## Task prompt
Using "integer" as the search string, find the matching lines below and copy them.
*** Dataset content ***
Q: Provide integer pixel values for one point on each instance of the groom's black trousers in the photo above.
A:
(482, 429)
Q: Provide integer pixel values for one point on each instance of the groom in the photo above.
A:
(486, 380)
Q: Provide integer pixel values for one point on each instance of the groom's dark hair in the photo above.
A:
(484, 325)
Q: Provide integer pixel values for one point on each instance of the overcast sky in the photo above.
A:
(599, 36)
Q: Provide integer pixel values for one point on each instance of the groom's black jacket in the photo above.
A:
*** End of Dataset content ***
## Task response
Q: Provide integer pixel values for one point on each instance of the groom's black trousers in the photo above.
Q: Provide integer pixel values for one point on each instance of the groom in the photo above.
Q: Provide integer pixel values for one point on each instance of the groom's dark hair in the photo above.
Q: Provide integer pixel values for one point on each instance of the overcast sky in the photo above.
Q: Provide integer pixel values for one point on each instance of the groom's black jacket in the photo above.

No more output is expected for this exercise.